--- WORK INSTRUCTIONS ---
Retype the material below word for word, keeping every line unchanged.

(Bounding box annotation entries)

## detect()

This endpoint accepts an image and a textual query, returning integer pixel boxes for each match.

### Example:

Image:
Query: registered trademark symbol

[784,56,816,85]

--- OUTPUT OF THE EXERCISE ---
## detect()

This endpoint accepts an image and a textual query, returning integer pixel boxes for each match.

### Example:

Image:
Query: registered trademark symbol

[784,56,816,85]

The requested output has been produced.